▸ Text shown
I have noticed a trend that many brilliant people struggle to advocate for their ideas effectively. Often as engineering or product leaders, you need to propose a technical or product solution, recommend a vendor or make some sort of choice that you need buy-in from others. In all of these cases, the ability to “sell” your idea is critical. Here are the top 4 things you can do to take your pros and cons lists to the next level.
1. Be Honest
Provide an honest take, looking at all sides equally. Often, people fail to advocate fairly for the choice they are not recommending. Others will see through this and dismiss all of your arguments. Without honesty, you have no credibility.
2. Make a Clear Recommendation
The second most common trap people fall into is listing pros and cons but making no recommendations on a course of action. The best leaders are the ones who, in addition to presenting the options, can make an informed opinion and recommendation. A weak conclusion like “both options have merits” helps no one make a decision.
3. Focus on the Most Relevant Points
A few key and relevant reasons why or why not to choose something are far more convincing than a laundry list of items. Choices are made by the value in the pros and cons, not the number of items. Feel free to create an appendix as a reference for all of what was evaluated separate from the main report. The main report should focus on the key points only. More words or more slides does not make for a more compelling argument. Keep it simple.
4. Do not rely on AI
A modern trend is to get AI to write everything. Yes, AI can help you with wording but you must start with the key relevant data. AI tools tend to perform generic analysis that lacks insight. They often miss context and are weak at identifying the most important points (previous section). Also, they tend to write long-winded responses. You might be better off taking your most relevant points and using Grammarly instead of ChatGPT.

▸ Stored data
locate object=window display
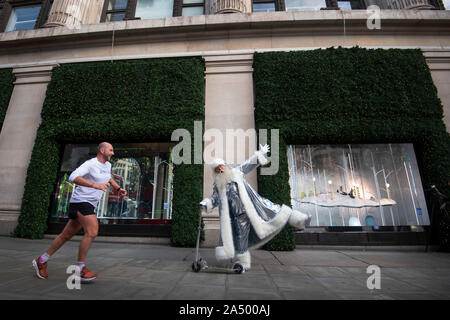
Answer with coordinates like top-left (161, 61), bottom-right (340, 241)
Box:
top-left (288, 144), bottom-right (430, 228)
top-left (51, 143), bottom-right (173, 223)
top-left (136, 0), bottom-right (173, 19)
top-left (6, 5), bottom-right (41, 31)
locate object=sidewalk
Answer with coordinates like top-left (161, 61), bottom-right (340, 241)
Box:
top-left (0, 237), bottom-right (450, 300)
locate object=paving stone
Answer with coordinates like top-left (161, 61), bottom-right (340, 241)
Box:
top-left (179, 272), bottom-right (227, 287)
top-left (0, 237), bottom-right (450, 300)
top-left (225, 288), bottom-right (283, 300)
top-left (314, 277), bottom-right (369, 293)
top-left (131, 270), bottom-right (185, 286)
top-left (227, 273), bottom-right (275, 289)
top-left (300, 266), bottom-right (349, 278)
top-left (280, 288), bottom-right (341, 300)
top-left (271, 274), bottom-right (325, 291)
top-left (166, 285), bottom-right (225, 300)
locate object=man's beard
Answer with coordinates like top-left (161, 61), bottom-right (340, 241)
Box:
top-left (214, 166), bottom-right (233, 190)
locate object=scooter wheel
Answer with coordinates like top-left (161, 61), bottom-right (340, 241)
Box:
top-left (233, 263), bottom-right (244, 274)
top-left (192, 262), bottom-right (200, 272)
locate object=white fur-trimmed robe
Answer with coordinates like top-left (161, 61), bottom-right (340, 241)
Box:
top-left (202, 151), bottom-right (293, 260)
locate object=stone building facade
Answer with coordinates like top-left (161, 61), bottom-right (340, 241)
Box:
top-left (0, 0), bottom-right (450, 243)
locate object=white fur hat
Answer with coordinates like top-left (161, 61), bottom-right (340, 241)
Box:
top-left (209, 158), bottom-right (225, 169)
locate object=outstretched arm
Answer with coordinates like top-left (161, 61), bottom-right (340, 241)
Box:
top-left (237, 144), bottom-right (270, 174)
top-left (200, 185), bottom-right (219, 213)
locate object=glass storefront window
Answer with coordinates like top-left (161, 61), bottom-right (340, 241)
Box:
top-left (286, 0), bottom-right (327, 11)
top-left (442, 0), bottom-right (450, 10)
top-left (135, 0), bottom-right (173, 19)
top-left (51, 143), bottom-right (173, 224)
top-left (288, 144), bottom-right (430, 228)
top-left (253, 2), bottom-right (275, 12)
top-left (338, 1), bottom-right (352, 10)
top-left (182, 7), bottom-right (203, 16)
top-left (6, 5), bottom-right (41, 31)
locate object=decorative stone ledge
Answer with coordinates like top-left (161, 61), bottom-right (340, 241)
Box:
top-left (13, 65), bottom-right (54, 85)
top-left (0, 10), bottom-right (450, 45)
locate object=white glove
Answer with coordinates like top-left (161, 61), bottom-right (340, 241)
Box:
top-left (259, 144), bottom-right (270, 154)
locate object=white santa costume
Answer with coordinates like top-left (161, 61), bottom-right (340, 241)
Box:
top-left (200, 145), bottom-right (311, 270)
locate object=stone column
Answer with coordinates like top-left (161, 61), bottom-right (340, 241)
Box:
top-left (45, 0), bottom-right (104, 28)
top-left (210, 0), bottom-right (252, 14)
top-left (203, 54), bottom-right (257, 247)
top-left (0, 65), bottom-right (53, 235)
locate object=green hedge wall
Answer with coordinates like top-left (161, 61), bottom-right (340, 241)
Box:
top-left (0, 69), bottom-right (14, 131)
top-left (14, 57), bottom-right (204, 246)
top-left (253, 47), bottom-right (450, 250)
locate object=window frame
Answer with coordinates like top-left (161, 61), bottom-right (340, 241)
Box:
top-left (173, 0), bottom-right (206, 17)
top-left (0, 0), bottom-right (53, 32)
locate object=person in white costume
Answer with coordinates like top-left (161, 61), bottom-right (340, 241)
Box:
top-left (200, 145), bottom-right (311, 270)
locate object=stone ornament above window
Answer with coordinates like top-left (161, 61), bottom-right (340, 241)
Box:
top-left (211, 0), bottom-right (252, 14)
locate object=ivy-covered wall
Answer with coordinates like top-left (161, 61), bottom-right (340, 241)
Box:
top-left (14, 57), bottom-right (204, 246)
top-left (0, 69), bottom-right (14, 131)
top-left (253, 47), bottom-right (450, 250)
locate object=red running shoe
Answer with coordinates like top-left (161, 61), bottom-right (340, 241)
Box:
top-left (32, 258), bottom-right (48, 279)
top-left (80, 266), bottom-right (98, 282)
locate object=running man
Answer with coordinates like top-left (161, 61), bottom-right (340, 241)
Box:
top-left (32, 142), bottom-right (127, 282)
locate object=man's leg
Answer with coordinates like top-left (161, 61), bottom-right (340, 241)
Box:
top-left (77, 212), bottom-right (98, 261)
top-left (32, 219), bottom-right (81, 279)
top-left (77, 212), bottom-right (98, 282)
top-left (46, 219), bottom-right (81, 256)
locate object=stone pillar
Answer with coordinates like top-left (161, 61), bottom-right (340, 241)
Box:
top-left (210, 0), bottom-right (252, 14)
top-left (203, 54), bottom-right (257, 247)
top-left (0, 66), bottom-right (53, 235)
top-left (45, 0), bottom-right (104, 28)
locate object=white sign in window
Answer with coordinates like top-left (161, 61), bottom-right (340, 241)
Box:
top-left (135, 0), bottom-right (173, 19)
top-left (288, 144), bottom-right (430, 228)
top-left (286, 0), bottom-right (327, 11)
top-left (6, 6), bottom-right (41, 31)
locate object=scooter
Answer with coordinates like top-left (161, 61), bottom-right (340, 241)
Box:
top-left (192, 207), bottom-right (245, 274)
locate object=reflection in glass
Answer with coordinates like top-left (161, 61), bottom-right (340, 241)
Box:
top-left (51, 143), bottom-right (173, 223)
top-left (106, 12), bottom-right (125, 21)
top-left (338, 1), bottom-right (352, 10)
top-left (182, 7), bottom-right (203, 16)
top-left (6, 6), bottom-right (41, 31)
top-left (286, 0), bottom-right (327, 11)
top-left (253, 2), bottom-right (275, 12)
top-left (136, 0), bottom-right (173, 19)
top-left (108, 0), bottom-right (128, 10)
top-left (288, 144), bottom-right (430, 227)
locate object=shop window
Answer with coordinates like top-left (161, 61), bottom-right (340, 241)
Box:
top-left (0, 0), bottom-right (53, 32)
top-left (285, 0), bottom-right (327, 11)
top-left (337, 0), bottom-right (364, 10)
top-left (253, 1), bottom-right (276, 12)
top-left (288, 144), bottom-right (430, 228)
top-left (51, 143), bottom-right (173, 224)
top-left (181, 0), bottom-right (204, 16)
top-left (135, 0), bottom-right (174, 19)
top-left (105, 0), bottom-right (128, 21)
top-left (6, 5), bottom-right (41, 31)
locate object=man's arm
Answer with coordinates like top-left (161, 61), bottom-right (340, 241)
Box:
top-left (200, 186), bottom-right (219, 213)
top-left (73, 176), bottom-right (109, 191)
top-left (237, 144), bottom-right (270, 174)
top-left (109, 178), bottom-right (127, 197)
top-left (69, 162), bottom-right (109, 191)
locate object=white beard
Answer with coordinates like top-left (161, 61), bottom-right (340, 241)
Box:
top-left (214, 166), bottom-right (233, 190)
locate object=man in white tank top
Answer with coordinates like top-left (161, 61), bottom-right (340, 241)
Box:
top-left (32, 142), bottom-right (127, 282)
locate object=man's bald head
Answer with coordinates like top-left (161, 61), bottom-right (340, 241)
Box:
top-left (97, 142), bottom-right (112, 152)
top-left (97, 142), bottom-right (114, 163)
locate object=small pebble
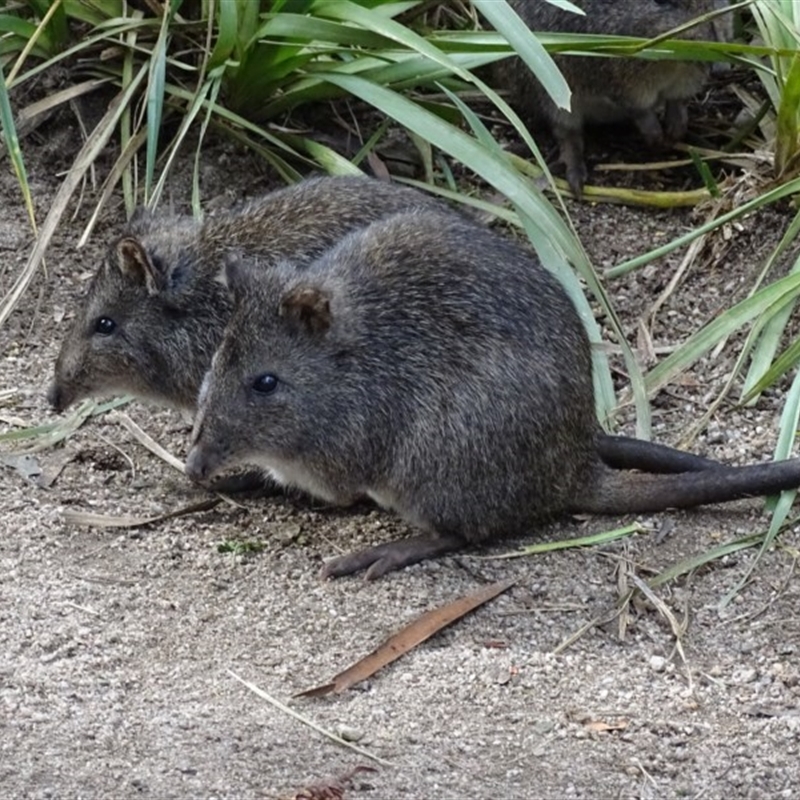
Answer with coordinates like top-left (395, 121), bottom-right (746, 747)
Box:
top-left (649, 656), bottom-right (667, 672)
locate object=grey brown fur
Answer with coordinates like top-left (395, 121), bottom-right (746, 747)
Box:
top-left (49, 178), bottom-right (450, 411)
top-left (187, 212), bottom-right (800, 578)
top-left (48, 178), bottom-right (714, 472)
top-left (497, 0), bottom-right (731, 196)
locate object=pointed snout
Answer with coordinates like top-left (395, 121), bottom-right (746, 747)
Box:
top-left (47, 381), bottom-right (73, 414)
top-left (186, 442), bottom-right (222, 483)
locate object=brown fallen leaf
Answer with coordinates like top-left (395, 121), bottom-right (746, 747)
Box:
top-left (295, 578), bottom-right (516, 697)
top-left (62, 497), bottom-right (222, 528)
top-left (282, 766), bottom-right (378, 800)
top-left (584, 719), bottom-right (628, 733)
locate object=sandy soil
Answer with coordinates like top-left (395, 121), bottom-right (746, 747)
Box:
top-left (0, 101), bottom-right (800, 800)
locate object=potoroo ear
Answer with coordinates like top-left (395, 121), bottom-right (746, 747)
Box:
top-left (109, 241), bottom-right (164, 294)
top-left (278, 286), bottom-right (331, 333)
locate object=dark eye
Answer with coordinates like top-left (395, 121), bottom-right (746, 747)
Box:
top-left (94, 317), bottom-right (117, 336)
top-left (253, 372), bottom-right (278, 394)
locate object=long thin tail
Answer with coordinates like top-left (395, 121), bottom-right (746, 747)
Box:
top-left (571, 458), bottom-right (800, 514)
top-left (595, 433), bottom-right (725, 472)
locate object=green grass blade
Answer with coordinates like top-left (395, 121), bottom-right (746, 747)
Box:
top-left (644, 274), bottom-right (800, 394)
top-left (484, 522), bottom-right (649, 559)
top-left (144, 9), bottom-right (171, 206)
top-left (0, 65), bottom-right (36, 233)
top-left (473, 0), bottom-right (571, 109)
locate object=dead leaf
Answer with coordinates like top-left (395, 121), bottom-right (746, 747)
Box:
top-left (583, 719), bottom-right (628, 733)
top-left (295, 578), bottom-right (516, 697)
top-left (62, 497), bottom-right (222, 528)
top-left (290, 766), bottom-right (378, 800)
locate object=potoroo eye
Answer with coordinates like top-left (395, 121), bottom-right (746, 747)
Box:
top-left (94, 317), bottom-right (117, 336)
top-left (253, 372), bottom-right (278, 394)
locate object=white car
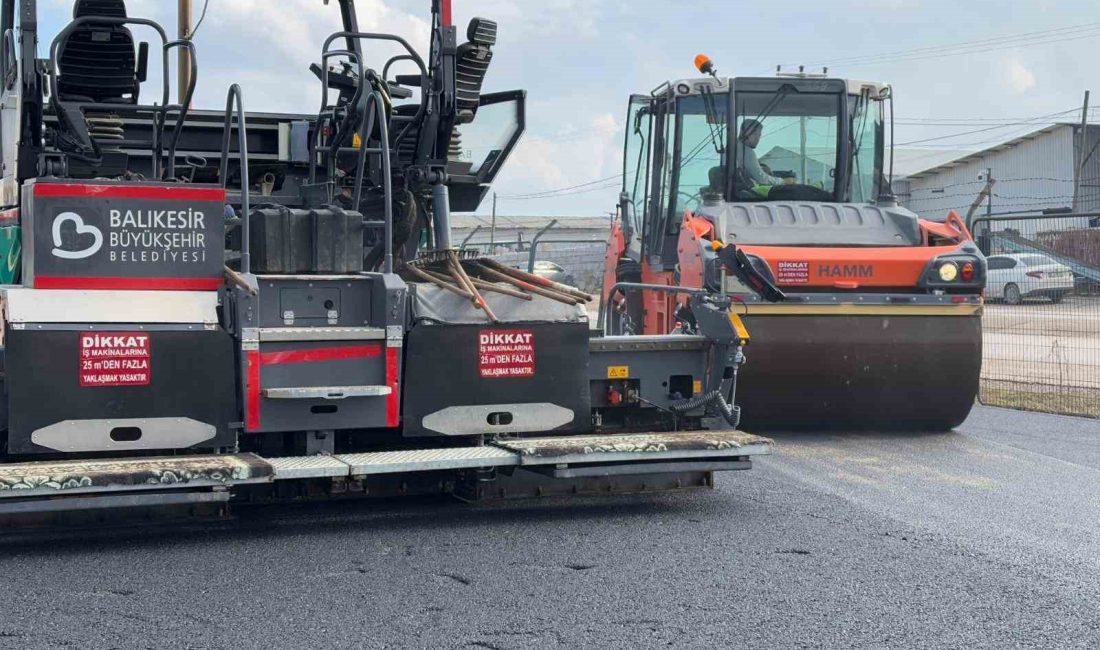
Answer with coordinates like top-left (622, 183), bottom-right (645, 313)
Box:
top-left (986, 253), bottom-right (1074, 305)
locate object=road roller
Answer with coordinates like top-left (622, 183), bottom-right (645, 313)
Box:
top-left (603, 61), bottom-right (986, 430)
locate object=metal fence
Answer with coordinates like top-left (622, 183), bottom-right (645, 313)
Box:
top-left (972, 213), bottom-right (1100, 417)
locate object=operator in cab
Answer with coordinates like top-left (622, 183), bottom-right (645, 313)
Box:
top-left (737, 120), bottom-right (794, 186)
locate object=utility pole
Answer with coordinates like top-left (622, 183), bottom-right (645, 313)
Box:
top-left (966, 167), bottom-right (997, 234)
top-left (177, 0), bottom-right (191, 104)
top-left (986, 167), bottom-right (997, 217)
top-left (488, 191), bottom-right (496, 247)
top-left (1074, 90), bottom-right (1089, 210)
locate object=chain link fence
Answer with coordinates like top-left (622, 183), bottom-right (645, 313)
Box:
top-left (972, 213), bottom-right (1100, 417)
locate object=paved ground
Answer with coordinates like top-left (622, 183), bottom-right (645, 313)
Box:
top-left (0, 408), bottom-right (1100, 649)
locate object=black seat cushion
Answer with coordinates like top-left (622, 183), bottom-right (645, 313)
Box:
top-left (57, 0), bottom-right (140, 103)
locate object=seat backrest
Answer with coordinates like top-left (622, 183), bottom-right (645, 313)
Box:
top-left (454, 18), bottom-right (496, 113)
top-left (57, 0), bottom-right (141, 103)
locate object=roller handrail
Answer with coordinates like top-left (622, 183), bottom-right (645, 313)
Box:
top-left (218, 84), bottom-right (252, 274)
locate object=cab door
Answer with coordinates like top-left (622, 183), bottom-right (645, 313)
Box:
top-left (619, 95), bottom-right (653, 262)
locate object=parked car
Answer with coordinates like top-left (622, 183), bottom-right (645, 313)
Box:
top-left (986, 253), bottom-right (1074, 305)
top-left (532, 260), bottom-right (576, 287)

▸ Problem 1
In the text on pros and cons lists, reproduce the stretch from "I have noticed" through "have no credibility.", substituting "trust" for "credibility".
▸ Problem 2
For each statement, mark whether it agrees with the text on pros and cons lists. Give yes or no and quote the deciding words. (a) AI tools tend to write long-winded responses. (b) An appendix should replace the main report. (c) The text offers five tips.

▸ Your solution 1
I have noticed a trend that many brilliant people struggle to advocate for their ideas effectively. Often as engineering or product leaders, you need to propose a technical or product solution, recommend a vendor or make some sort of choice that you need buy-in from others. In all of these cases, the ability to “sell” your idea is critical. Here are the top 4 things you can do to take your pros and cons lists to the next level.
1. Be Honest
Provide an honest take, looking at all sides equally. Often, people fail to advocate fairly for the choice they are not recommending. Others will see through this and dismiss all of your arguments. Without honesty, you have no trust.

▸ Your solution 2
(a) Yes: "they tend to write long-winded responses."
(b) No: "Feel free to create an appendix as a reference for all of what was evaluated separate from the main report."
(c) No: "Here are the top 4 things you can do to take your pros and cons lists to the next level."